* START Stored data *

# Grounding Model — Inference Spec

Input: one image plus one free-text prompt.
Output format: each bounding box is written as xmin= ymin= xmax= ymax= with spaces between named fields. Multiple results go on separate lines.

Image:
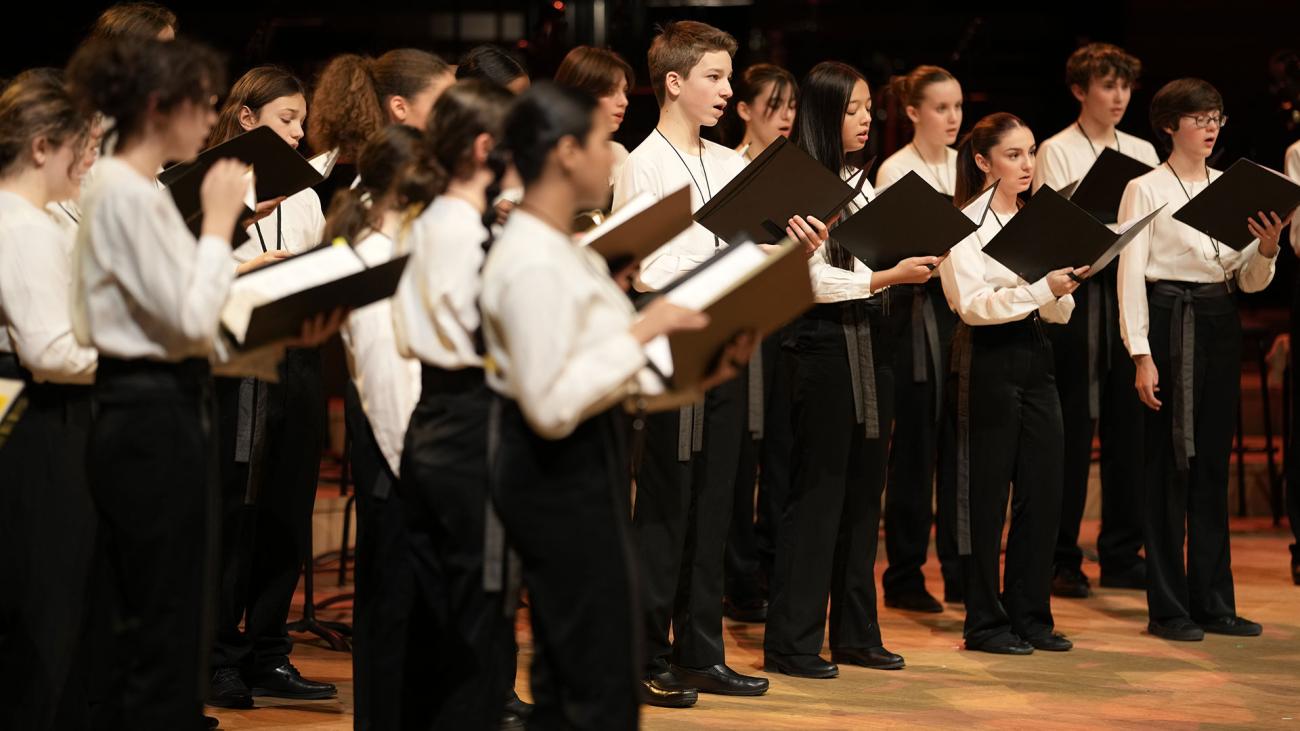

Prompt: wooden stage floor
xmin=209 ymin=519 xmax=1300 ymax=731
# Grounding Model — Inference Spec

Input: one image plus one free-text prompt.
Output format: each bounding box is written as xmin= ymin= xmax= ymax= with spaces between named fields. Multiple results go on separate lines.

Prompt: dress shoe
xmin=966 ymin=635 xmax=1034 ymax=654
xmin=885 ymin=589 xmax=944 ymax=614
xmin=208 ymin=667 xmax=252 ymax=708
xmin=763 ymin=653 xmax=840 ymax=679
xmin=1200 ymin=617 xmax=1264 ymax=637
xmin=641 ymin=672 xmax=699 ymax=708
xmin=831 ymin=648 xmax=907 ymax=670
xmin=1030 ymin=632 xmax=1074 ymax=653
xmin=248 ymin=659 xmax=338 ymax=701
xmin=1101 ymin=563 xmax=1147 ymax=591
xmin=1147 ymin=617 xmax=1205 ymax=643
xmin=672 ymin=665 xmax=767 ymax=696
xmin=1052 ymin=567 xmax=1092 ymax=600
xmin=723 ymin=597 xmax=767 ymax=624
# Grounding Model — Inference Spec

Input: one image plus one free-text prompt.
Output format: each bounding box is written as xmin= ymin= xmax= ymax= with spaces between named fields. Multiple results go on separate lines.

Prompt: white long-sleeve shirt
xmin=481 ymin=208 xmax=646 ymax=440
xmin=1034 ymin=125 xmax=1160 ymax=195
xmin=393 ymin=195 xmax=488 ymax=371
xmin=876 ymin=139 xmax=957 ymax=198
xmin=1119 ymin=165 xmax=1277 ymax=355
xmin=614 ymin=131 xmax=746 ymax=290
xmin=339 ymin=232 xmax=420 ymax=476
xmin=0 ymin=191 xmax=98 ymax=384
xmin=939 ymin=205 xmax=1074 ymax=325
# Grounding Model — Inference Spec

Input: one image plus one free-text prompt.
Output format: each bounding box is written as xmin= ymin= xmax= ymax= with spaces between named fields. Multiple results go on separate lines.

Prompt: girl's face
xmin=840 ymin=79 xmax=871 ymax=155
xmin=736 ymin=82 xmax=798 ymax=148
xmin=239 ymin=94 xmax=307 ymax=150
xmin=975 ymin=127 xmax=1039 ymax=194
xmin=1165 ymin=109 xmax=1223 ymax=160
xmin=907 ymin=79 xmax=962 ymax=144
xmin=599 ymin=77 xmax=628 ymax=134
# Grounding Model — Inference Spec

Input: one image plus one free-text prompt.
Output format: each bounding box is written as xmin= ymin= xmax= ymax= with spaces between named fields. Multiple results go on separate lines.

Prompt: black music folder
xmin=221 ymin=243 xmax=408 ymax=350
xmin=1058 ymin=147 xmax=1152 ymax=224
xmin=831 ymin=170 xmax=997 ymax=269
xmin=696 ymin=137 xmax=865 ymax=243
xmin=644 ymin=238 xmax=813 ymax=398
xmin=579 ymin=186 xmax=692 ymax=273
xmin=1174 ymin=159 xmax=1300 ymax=251
xmin=984 ymin=186 xmax=1164 ymax=284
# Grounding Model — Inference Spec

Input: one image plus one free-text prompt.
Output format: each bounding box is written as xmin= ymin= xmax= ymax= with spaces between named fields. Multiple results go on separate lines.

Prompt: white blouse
xmin=393 ymin=195 xmax=488 ymax=371
xmin=0 ymin=191 xmax=98 ymax=384
xmin=1119 ymin=165 xmax=1277 ymax=355
xmin=939 ymin=205 xmax=1074 ymax=325
xmin=482 ymin=208 xmax=646 ymax=440
xmin=614 ymin=131 xmax=746 ymax=290
xmin=339 ymin=226 xmax=420 ymax=476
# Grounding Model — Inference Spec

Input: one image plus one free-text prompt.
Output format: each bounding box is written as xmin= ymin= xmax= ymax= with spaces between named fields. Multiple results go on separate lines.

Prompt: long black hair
xmin=790 ymin=61 xmax=867 ymax=271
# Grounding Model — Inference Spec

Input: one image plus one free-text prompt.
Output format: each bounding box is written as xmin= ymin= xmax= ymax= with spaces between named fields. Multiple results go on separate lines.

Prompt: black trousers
xmin=1144 ymin=284 xmax=1242 ymax=622
xmin=880 ymin=277 xmax=961 ymax=597
xmin=87 ymin=356 xmax=218 ymax=731
xmin=212 ymin=349 xmax=325 ymax=670
xmin=633 ymin=379 xmax=746 ymax=672
xmin=0 ymin=352 xmax=98 ymax=730
xmin=399 ymin=366 xmax=514 ymax=730
xmin=763 ymin=303 xmax=893 ymax=656
xmin=343 ymin=380 xmax=415 ymax=731
xmin=953 ymin=317 xmax=1062 ymax=644
xmin=493 ymin=399 xmax=639 ymax=730
xmin=1044 ymin=269 xmax=1145 ymax=574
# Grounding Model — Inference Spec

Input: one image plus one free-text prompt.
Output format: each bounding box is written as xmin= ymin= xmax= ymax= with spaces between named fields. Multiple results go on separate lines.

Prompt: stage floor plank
xmin=209 ymin=519 xmax=1300 ymax=731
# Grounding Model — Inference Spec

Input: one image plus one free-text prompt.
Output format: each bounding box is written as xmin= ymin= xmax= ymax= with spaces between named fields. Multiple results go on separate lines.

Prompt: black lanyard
xmin=654 ymin=127 xmax=723 ymax=248
xmin=252 ymin=206 xmax=285 ymax=254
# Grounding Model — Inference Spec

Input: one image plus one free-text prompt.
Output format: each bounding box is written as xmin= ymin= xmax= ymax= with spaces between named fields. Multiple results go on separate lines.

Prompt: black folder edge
xmin=831 ymin=170 xmax=977 ymax=268
xmin=1174 ymin=157 xmax=1300 ymax=251
xmin=586 ymin=186 xmax=694 ymax=273
xmin=231 ymin=254 xmax=410 ymax=350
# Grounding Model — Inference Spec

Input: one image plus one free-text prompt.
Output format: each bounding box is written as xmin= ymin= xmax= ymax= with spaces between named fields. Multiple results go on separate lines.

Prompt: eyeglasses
xmin=1183 ymin=114 xmax=1227 ymax=130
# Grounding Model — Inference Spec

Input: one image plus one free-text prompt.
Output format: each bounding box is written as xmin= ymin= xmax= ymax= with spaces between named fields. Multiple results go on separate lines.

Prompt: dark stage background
xmin=0 ymin=0 xmax=1300 ymax=306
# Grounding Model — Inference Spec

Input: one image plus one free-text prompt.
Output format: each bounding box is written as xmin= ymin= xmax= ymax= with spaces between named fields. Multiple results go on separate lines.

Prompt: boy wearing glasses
xmin=1119 ymin=78 xmax=1287 ymax=641
xmin=1034 ymin=43 xmax=1160 ymax=598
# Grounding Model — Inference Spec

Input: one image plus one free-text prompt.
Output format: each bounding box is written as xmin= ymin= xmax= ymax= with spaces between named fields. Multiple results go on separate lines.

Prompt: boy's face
xmin=668 ymin=51 xmax=732 ymax=127
xmin=1071 ymin=73 xmax=1134 ymax=126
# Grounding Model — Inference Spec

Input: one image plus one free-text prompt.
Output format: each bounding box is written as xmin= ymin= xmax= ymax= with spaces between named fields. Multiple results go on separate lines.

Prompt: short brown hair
xmin=1151 ymin=78 xmax=1223 ymax=151
xmin=646 ymin=21 xmax=737 ymax=105
xmin=555 ymin=46 xmax=636 ymax=99
xmin=1065 ymin=43 xmax=1141 ymax=91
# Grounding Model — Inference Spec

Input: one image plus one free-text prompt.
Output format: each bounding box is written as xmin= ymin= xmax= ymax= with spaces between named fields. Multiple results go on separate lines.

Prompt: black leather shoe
xmin=831 ymin=648 xmax=907 ymax=670
xmin=885 ymin=589 xmax=944 ymax=614
xmin=1052 ymin=568 xmax=1092 ymax=600
xmin=1200 ymin=617 xmax=1264 ymax=637
xmin=723 ymin=597 xmax=767 ymax=624
xmin=1030 ymin=632 xmax=1074 ymax=653
xmin=763 ymin=653 xmax=840 ymax=680
xmin=248 ymin=659 xmax=338 ymax=701
xmin=672 ymin=665 xmax=767 ymax=696
xmin=1101 ymin=563 xmax=1147 ymax=591
xmin=966 ymin=635 xmax=1034 ymax=654
xmin=208 ymin=667 xmax=252 ymax=708
xmin=641 ymin=672 xmax=699 ymax=708
xmin=1147 ymin=617 xmax=1205 ymax=643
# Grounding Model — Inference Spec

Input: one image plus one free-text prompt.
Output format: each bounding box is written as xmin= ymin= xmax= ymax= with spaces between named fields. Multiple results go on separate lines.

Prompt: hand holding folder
xmin=1174 ymin=159 xmax=1300 ymax=251
xmin=984 ymin=186 xmax=1164 ymax=282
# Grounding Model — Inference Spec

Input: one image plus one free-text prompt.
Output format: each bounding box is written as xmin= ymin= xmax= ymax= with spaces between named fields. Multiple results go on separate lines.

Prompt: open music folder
xmin=1058 ymin=147 xmax=1152 ymax=224
xmin=696 ymin=137 xmax=861 ymax=243
xmin=1174 ymin=159 xmax=1300 ymax=251
xmin=831 ymin=172 xmax=997 ymax=269
xmin=646 ymin=239 xmax=813 ymax=400
xmin=221 ymin=242 xmax=408 ymax=350
xmin=984 ymin=186 xmax=1164 ymax=284
xmin=579 ymin=186 xmax=692 ymax=273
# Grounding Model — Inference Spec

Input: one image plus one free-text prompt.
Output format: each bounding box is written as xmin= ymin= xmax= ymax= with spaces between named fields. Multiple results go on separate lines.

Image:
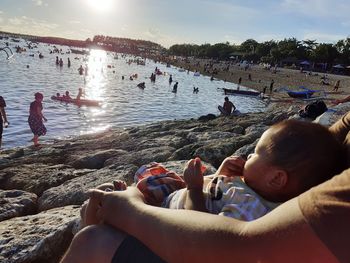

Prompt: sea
xmin=0 ymin=39 xmax=266 ymax=149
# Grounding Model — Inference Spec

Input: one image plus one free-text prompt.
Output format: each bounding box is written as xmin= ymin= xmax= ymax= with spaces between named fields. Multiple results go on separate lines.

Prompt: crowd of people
xmin=62 ymin=112 xmax=350 ymax=263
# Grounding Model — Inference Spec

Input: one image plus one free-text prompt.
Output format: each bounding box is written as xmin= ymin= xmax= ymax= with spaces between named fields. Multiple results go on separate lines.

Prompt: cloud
xmin=280 ymin=0 xmax=350 ymax=19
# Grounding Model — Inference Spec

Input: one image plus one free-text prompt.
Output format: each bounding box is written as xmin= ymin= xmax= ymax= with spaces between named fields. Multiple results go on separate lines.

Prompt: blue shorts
xmin=112 ymin=236 xmax=165 ymax=263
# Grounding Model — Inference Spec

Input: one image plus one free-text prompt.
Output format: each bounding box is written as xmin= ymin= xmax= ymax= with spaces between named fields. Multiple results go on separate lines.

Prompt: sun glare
xmin=87 ymin=0 xmax=113 ymax=12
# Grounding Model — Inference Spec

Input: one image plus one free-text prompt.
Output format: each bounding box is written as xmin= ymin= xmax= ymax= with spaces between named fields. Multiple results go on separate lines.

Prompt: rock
xmin=0 ymin=105 xmax=296 ymax=263
xmin=161 ymin=160 xmax=216 ymax=175
xmin=0 ymin=166 xmax=91 ymax=196
xmin=194 ymin=136 xmax=254 ymax=168
xmin=198 ymin=114 xmax=216 ymax=121
xmin=38 ymin=165 xmax=138 ymax=211
xmin=9 ymin=148 xmax=24 ymax=159
xmin=187 ymin=131 xmax=233 ymax=143
xmin=71 ymin=150 xmax=126 ymax=169
xmin=104 ymin=146 xmax=175 ymax=166
xmin=0 ymin=190 xmax=37 ymax=221
xmin=0 ymin=206 xmax=79 ymax=263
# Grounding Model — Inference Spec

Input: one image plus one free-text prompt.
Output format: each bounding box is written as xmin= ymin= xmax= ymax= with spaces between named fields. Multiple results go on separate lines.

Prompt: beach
xmin=165 ymin=58 xmax=350 ymax=104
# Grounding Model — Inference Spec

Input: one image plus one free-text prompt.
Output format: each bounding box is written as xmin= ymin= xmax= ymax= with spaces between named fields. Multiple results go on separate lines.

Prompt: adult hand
xmin=216 ymin=156 xmax=246 ymax=177
xmin=184 ymin=158 xmax=203 ymax=190
xmin=88 ymin=187 xmax=145 ymax=229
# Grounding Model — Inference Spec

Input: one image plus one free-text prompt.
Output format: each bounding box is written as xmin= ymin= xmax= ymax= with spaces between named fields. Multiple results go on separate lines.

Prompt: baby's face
xmin=243 ymin=128 xmax=276 ymax=194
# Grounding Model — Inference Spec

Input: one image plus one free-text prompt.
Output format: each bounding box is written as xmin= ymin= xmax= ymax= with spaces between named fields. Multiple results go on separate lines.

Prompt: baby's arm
xmin=215 ymin=156 xmax=246 ymax=177
xmin=184 ymin=158 xmax=208 ymax=212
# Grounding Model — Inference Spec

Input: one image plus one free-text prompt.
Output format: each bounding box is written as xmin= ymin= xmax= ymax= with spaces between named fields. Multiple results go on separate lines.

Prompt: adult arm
xmin=91 ymin=187 xmax=336 ymax=263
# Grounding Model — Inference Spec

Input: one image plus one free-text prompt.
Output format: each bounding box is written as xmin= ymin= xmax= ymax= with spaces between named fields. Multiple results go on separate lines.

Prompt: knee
xmin=69 ymin=225 xmax=125 ymax=262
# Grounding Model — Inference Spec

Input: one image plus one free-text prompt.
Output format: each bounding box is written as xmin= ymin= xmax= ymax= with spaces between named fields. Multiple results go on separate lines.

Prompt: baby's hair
xmin=268 ymin=120 xmax=345 ymax=195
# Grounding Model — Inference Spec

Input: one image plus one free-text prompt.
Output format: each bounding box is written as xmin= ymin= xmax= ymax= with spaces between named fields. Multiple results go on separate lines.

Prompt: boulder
xmin=0 ymin=190 xmax=38 ymax=221
xmin=0 ymin=206 xmax=79 ymax=263
xmin=0 ymin=166 xmax=92 ymax=196
xmin=38 ymin=165 xmax=138 ymax=211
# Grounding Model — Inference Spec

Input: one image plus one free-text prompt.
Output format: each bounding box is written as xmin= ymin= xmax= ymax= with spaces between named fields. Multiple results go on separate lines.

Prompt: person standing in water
xmin=28 ymin=92 xmax=47 ymax=146
xmin=169 ymin=75 xmax=173 ymax=85
xmin=172 ymin=82 xmax=179 ymax=93
xmin=77 ymin=88 xmax=84 ymax=100
xmin=0 ymin=96 xmax=10 ymax=148
xmin=218 ymin=96 xmax=236 ymax=116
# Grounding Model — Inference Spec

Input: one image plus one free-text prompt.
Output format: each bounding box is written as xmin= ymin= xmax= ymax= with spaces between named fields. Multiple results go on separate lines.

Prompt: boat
xmin=224 ymin=88 xmax=260 ymax=97
xmin=51 ymin=96 xmax=101 ymax=107
xmin=287 ymin=90 xmax=315 ymax=99
xmin=70 ymin=48 xmax=90 ymax=55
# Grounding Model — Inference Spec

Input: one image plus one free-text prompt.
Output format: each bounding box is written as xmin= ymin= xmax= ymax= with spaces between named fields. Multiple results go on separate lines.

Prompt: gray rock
xmin=0 ymin=190 xmax=37 ymax=221
xmin=161 ymin=160 xmax=216 ymax=175
xmin=187 ymin=131 xmax=235 ymax=143
xmin=71 ymin=150 xmax=126 ymax=169
xmin=0 ymin=206 xmax=79 ymax=263
xmin=0 ymin=166 xmax=91 ymax=196
xmin=38 ymin=165 xmax=137 ymax=211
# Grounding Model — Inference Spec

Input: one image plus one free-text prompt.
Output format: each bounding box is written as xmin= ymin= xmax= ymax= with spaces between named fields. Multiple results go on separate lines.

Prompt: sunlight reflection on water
xmin=0 ymin=40 xmax=265 ymax=148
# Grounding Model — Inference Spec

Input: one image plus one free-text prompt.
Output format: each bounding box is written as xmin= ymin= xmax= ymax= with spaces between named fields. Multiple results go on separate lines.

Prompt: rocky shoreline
xmin=0 ymin=105 xmax=299 ymax=263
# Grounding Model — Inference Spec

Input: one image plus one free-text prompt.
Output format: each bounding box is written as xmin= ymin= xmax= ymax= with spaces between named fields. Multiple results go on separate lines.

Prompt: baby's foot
xmin=113 ymin=180 xmax=128 ymax=191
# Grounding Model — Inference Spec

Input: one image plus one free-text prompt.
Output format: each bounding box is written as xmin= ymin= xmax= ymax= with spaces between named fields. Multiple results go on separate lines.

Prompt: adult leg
xmin=61 ymin=225 xmax=126 ymax=263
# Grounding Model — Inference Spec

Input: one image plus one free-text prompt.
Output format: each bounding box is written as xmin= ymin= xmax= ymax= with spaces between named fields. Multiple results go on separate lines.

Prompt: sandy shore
xmin=166 ymin=59 xmax=350 ymax=104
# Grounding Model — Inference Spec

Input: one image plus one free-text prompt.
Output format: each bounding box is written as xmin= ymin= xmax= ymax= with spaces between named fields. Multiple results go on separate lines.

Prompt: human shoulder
xmin=298 ymin=169 xmax=350 ymax=262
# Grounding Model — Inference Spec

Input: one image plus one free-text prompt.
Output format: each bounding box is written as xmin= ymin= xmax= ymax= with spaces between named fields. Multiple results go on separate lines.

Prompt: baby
xmin=85 ymin=120 xmax=345 ymax=224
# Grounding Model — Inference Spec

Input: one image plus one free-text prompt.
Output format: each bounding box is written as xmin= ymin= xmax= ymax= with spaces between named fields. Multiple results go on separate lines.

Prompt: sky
xmin=0 ymin=0 xmax=350 ymax=48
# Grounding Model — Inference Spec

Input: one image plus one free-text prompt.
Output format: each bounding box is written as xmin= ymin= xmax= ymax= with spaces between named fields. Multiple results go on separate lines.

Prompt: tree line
xmin=168 ymin=38 xmax=350 ymax=66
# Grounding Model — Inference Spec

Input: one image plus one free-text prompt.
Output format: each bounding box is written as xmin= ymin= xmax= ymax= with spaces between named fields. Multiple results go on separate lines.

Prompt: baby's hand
xmin=184 ymin=158 xmax=203 ymax=189
xmin=216 ymin=156 xmax=246 ymax=177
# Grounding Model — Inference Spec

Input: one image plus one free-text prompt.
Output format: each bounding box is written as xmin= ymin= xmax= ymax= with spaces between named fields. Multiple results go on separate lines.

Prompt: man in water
xmin=218 ymin=96 xmax=236 ymax=116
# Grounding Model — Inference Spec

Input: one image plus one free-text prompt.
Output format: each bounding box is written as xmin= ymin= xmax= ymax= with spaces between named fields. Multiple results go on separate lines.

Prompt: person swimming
xmin=137 ymin=82 xmax=146 ymax=89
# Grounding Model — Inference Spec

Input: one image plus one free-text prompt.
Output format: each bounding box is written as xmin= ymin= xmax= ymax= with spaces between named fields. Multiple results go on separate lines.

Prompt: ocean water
xmin=0 ymin=40 xmax=265 ymax=148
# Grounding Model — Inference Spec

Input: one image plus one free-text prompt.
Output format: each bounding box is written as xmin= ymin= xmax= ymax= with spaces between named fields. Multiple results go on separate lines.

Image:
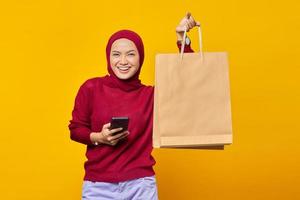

* END Stored data *

→ **What is needed**
Please filter the data above, copying every line that contains the string "adult". Case counts when matching.

→ **Output for this task**
Prompt: adult hand
Prompt: adult arm
Prompt: adult leg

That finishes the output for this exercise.